(Stored items)
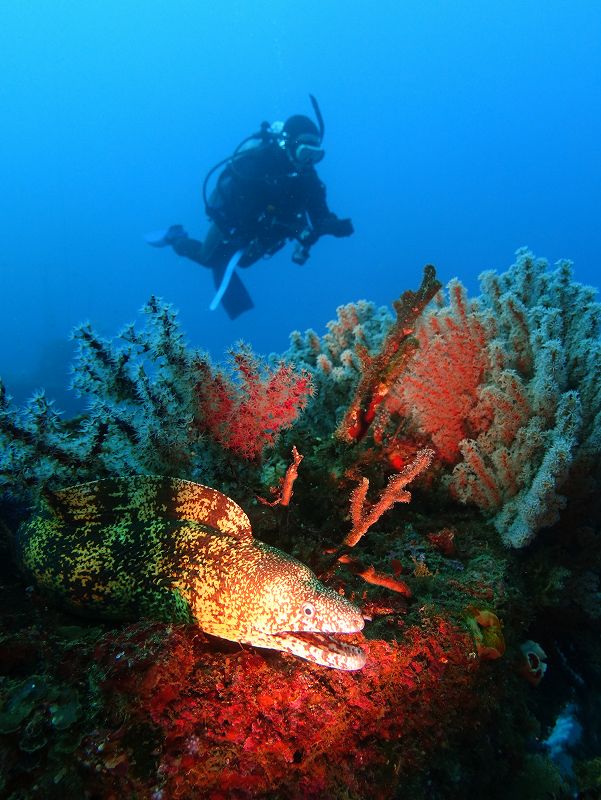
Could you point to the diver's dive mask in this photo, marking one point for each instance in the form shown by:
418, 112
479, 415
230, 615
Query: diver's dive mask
306, 150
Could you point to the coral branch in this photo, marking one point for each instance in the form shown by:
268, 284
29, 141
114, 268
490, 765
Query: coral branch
379, 372
364, 516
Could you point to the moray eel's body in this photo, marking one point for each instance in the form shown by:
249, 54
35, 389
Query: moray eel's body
174, 550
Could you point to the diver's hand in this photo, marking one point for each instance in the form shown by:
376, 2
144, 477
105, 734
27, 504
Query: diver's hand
341, 227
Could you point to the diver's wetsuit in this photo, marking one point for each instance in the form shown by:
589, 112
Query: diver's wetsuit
260, 197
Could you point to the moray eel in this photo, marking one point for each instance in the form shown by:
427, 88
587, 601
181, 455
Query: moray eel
174, 550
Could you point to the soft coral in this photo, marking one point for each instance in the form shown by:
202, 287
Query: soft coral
245, 412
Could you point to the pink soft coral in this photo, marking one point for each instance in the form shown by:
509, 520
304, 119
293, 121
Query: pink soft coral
245, 412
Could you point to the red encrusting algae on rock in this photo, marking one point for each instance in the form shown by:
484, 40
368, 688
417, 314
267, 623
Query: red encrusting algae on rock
245, 723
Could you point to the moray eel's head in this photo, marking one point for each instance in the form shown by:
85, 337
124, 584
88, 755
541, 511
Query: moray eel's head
287, 608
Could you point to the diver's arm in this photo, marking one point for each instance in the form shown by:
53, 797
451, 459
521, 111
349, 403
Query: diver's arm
323, 221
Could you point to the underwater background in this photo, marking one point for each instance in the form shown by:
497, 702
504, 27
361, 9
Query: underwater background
361, 557
456, 132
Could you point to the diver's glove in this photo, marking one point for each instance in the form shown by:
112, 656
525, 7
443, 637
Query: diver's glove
338, 227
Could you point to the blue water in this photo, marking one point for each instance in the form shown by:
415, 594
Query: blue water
456, 133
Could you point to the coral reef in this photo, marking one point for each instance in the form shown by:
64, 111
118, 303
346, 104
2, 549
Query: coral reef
480, 630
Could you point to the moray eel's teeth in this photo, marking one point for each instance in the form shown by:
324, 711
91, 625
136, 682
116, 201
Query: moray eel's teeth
173, 550
323, 649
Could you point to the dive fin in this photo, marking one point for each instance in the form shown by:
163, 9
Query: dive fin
231, 292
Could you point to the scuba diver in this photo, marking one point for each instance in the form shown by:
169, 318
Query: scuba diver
268, 193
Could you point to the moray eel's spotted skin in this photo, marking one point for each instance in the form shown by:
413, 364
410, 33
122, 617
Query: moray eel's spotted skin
177, 551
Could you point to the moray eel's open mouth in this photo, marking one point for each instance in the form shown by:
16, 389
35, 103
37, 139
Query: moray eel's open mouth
322, 648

### Task description
Rewrite all of the entries above, replacing every "moray eel" with "eel" and leaving everything else unchanged. Omit the pictures from your answer.

### Result
Could you point to the diver's dive mask in this photo, marking one point for each instance in the form shown by:
418, 112
479, 415
230, 615
Query: diver's dive mask
306, 150
Could you point to the coral branch in this photo, marking one point for each instance in the form shown by:
268, 284
29, 141
114, 268
490, 765
Query: coral branch
379, 372
364, 516
Could you point to the eel's body in this photo, marking one point for each instance in the form shown by:
249, 54
35, 389
Query: eel's body
174, 550
Could you point to the diver's hand in this photo, marking one point for each instance in the form shown by:
376, 2
144, 477
105, 734
27, 504
Query: diver's hand
341, 227
Could you point to the diver's wetsuit in this photo, marking one point for each instance in the form shown by:
589, 112
Query: diver's wetsuit
260, 197
Could you point to the eel in this photo, marking one point for each instance in the form shown by:
427, 88
587, 601
181, 455
Query: eel
174, 550
Could you point to the soft coral in this photo, marking one point for each instance in the form shown by:
202, 287
Query: soft coral
245, 412
Could you point to the pink soft coral in this photo, marking one point for each instance in the form shown by:
509, 520
304, 119
293, 121
Query: pink soft coral
245, 412
Could you point to the red encrusting algae on rock in this photo, marking one point for each instance in the form shown by:
484, 40
368, 688
417, 314
267, 623
Query: red encrusting algae on rock
245, 723
Could you point to the eel's head in this photo, marking one point for each instance in the form shown by:
85, 337
124, 584
88, 755
541, 511
Query: eel's head
287, 608
Could you point to the diver's arm in this photo, marking one point for each instance in the form shown by:
53, 797
451, 459
521, 111
349, 403
Query: diver's arm
323, 221
Could you point to the underwater background in this photo, marking one point for each instance in the form shown by:
497, 702
504, 27
361, 9
Query: underwater background
361, 557
456, 132
Could you point to the diver's glove in this photo, marking one point for each instance in the form shown by:
112, 656
525, 7
443, 637
Query: diver's glove
338, 227
Could you point to the blue water in this photo, marking one point for each instance in the form shown by:
415, 594
Query: blue water
456, 133
Could you point to the coral reef in this photo, marking one point for each instance in the form shown by:
64, 111
118, 303
346, 104
2, 549
Query: coral reef
480, 630
Could you point to the eel's teeth in this photo, marking one point for each instance in the form shown by:
324, 711
91, 625
136, 682
116, 201
Query: eel's teeth
173, 550
323, 649
Could you point to the dive fin in this photo, marking one point for each instance in the form shown by:
163, 9
Query: dive fin
231, 292
Could you point to the scuba diver in this photo, marking one point for each instance in the form shown by:
169, 318
Query: scuba diver
268, 193
Could you point to the eel's spotted skin in this photo, marking one point for each instance in the form shown by:
413, 364
410, 33
122, 617
Query: eel's spotted skin
177, 551
Could you point to the eel's open mouth in this photo, marking one point for each instance in the form shown by:
16, 389
35, 103
37, 139
Query: eel's open mouth
322, 648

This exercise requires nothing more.